(EXERCISE GOAL) From the BioCube thread, copy word for word the passage starting with "So.... would anyone" and going on through "for it so far.".

# Argh!! Anyone interested in a 14g BioCube??!



## teija (Sep 30, 2010)

I am having no end of problems keeping up with my Biocube. I bought 12 dwarf corys from Pat about a month ago and am now down to 3, I bought 16 Neons from Island Pets around Thanksgiving weekend and those died off (down to 6). I ran a bunch of tests and my pH is high (around 8.2), my kH and GH were originally quite low but now are high according to the test kit (confession: I DID add 1/4 tbsp of baking soda to try and get that pH down when the fish started dying off, then read that's not necessarily a good idea).... I invested in some buffers last week but those don't seem to be doing the trick. I'll do a small water change and re-test the GH tonight.

One of the ballasts appears to be dead (I am not a DIY person so have NO idea) and aside from the usual spot algae on the glass, I now have what looks like the beginnings of BBA on one of the decorations and the lip of the outflow (I have Flourish, but not Flourish Excel so here comes MORE money to spend)... so there is DEFINITELY a problem in there but I am seriously lacking the motivation and knowledge to do anything more to sort it out and am not sure pumping any of this money into it is actually going to fix the problems. Nice Christmas present for myself... serves me right for neglecting it pre-wedding.

So.... would anyone with the know-how be interested in a 14G BioCube as a fixer-upper? At the very least, you could re-home the livestock, Amazon sword plants and Eco Complete, give it a water/vinegar wash and then start the whole thing fresh.
I'm thinking I'd be asking about $175 obo (with matching stand). Much less than what I've paid for it so far.


----------



## 2wheelsx2 (Apr 21, 2010)

(Excerpt from a dataset)
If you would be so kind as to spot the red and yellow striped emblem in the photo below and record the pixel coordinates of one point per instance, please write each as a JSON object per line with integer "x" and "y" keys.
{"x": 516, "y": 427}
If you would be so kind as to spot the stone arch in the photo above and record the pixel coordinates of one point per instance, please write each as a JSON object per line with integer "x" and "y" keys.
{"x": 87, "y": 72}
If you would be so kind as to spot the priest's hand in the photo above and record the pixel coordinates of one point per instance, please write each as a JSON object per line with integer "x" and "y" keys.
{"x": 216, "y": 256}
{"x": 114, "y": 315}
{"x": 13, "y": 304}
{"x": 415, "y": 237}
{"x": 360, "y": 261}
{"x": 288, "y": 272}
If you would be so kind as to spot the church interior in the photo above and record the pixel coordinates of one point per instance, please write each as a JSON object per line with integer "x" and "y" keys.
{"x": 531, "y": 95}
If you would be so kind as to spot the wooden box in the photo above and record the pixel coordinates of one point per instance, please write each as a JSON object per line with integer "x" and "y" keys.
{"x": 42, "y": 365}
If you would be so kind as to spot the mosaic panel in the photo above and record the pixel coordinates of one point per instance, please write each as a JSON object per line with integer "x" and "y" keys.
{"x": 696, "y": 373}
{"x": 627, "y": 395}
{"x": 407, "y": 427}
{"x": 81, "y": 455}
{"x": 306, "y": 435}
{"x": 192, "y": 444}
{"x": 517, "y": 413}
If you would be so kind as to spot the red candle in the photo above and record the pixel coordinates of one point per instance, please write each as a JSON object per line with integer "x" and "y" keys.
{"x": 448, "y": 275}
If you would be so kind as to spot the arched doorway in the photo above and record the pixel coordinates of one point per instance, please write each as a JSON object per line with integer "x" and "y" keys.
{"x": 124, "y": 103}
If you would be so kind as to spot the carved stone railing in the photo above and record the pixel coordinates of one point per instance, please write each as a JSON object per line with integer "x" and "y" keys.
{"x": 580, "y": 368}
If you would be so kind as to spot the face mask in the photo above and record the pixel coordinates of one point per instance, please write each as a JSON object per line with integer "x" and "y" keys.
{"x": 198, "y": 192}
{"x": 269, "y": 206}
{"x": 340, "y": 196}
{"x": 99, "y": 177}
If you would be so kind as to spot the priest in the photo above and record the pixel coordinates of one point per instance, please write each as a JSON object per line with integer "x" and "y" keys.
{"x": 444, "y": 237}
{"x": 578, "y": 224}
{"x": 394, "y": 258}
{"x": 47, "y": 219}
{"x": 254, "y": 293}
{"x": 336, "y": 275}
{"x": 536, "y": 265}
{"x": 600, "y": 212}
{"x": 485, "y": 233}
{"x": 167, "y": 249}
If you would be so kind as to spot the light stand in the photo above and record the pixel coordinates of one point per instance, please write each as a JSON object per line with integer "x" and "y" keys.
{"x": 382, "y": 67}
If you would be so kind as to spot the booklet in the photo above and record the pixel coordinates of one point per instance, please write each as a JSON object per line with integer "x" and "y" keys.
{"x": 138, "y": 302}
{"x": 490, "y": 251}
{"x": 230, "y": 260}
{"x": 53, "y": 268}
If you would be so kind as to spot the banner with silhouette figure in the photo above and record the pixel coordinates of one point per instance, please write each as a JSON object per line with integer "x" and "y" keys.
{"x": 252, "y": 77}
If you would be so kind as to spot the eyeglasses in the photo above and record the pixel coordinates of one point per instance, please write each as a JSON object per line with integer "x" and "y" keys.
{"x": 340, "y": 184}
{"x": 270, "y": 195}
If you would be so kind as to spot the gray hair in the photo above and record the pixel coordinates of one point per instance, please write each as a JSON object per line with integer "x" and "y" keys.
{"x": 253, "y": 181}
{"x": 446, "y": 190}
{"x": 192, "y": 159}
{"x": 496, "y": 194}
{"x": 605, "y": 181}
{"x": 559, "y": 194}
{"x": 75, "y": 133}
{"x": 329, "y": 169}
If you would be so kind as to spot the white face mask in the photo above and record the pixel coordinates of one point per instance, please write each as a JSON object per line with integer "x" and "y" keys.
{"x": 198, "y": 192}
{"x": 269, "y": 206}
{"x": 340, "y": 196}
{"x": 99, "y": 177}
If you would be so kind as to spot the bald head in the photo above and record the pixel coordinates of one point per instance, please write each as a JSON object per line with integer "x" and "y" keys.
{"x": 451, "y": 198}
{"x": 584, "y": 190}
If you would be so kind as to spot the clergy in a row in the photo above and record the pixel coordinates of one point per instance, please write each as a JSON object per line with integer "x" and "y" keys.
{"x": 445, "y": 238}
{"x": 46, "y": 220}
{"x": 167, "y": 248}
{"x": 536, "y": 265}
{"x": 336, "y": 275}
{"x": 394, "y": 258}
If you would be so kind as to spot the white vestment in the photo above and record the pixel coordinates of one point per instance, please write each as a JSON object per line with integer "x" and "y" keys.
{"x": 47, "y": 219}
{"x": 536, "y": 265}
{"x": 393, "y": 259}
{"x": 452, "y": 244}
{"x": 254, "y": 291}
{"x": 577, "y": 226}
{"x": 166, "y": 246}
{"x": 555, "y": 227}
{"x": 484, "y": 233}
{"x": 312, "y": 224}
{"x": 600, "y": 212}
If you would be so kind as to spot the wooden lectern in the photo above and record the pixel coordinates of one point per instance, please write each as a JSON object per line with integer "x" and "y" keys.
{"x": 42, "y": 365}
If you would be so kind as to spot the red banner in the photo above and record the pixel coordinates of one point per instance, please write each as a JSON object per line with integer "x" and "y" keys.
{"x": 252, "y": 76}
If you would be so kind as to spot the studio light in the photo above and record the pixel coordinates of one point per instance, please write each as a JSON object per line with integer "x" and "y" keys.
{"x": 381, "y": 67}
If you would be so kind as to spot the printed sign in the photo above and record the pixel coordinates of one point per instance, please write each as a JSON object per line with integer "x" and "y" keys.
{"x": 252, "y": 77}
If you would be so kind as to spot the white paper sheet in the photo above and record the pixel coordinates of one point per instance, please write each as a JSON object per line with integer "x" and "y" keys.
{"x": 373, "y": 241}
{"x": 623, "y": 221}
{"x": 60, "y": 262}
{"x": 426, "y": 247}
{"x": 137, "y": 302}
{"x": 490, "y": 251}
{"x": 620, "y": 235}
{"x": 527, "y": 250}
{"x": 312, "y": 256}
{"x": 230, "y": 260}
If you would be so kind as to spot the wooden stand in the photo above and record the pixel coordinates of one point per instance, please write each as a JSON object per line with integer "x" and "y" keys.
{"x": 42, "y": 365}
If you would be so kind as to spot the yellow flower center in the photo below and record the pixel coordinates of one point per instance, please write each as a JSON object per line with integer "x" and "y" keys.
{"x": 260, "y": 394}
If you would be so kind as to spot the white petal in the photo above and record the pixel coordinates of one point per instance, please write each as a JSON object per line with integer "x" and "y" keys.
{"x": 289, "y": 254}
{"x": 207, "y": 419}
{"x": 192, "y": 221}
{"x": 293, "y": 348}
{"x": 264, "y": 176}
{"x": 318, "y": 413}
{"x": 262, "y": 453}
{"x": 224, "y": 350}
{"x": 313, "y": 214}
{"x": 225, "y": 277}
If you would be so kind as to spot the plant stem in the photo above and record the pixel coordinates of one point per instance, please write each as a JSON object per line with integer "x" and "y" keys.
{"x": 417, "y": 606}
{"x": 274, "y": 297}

(COMPLETED EXERCISE)
So.... would anyone with the know-how be interested in a 14G BioCube as a fixer-upper? At the very least, you could re-home the livestock, Amazon sword plants and Eco Complete, give it a water/vinegar wash and then start the whole thing fresh.
I'm thinking I'd be asking about $175 obo (with matching stand). Much less than what I've paid for it so far.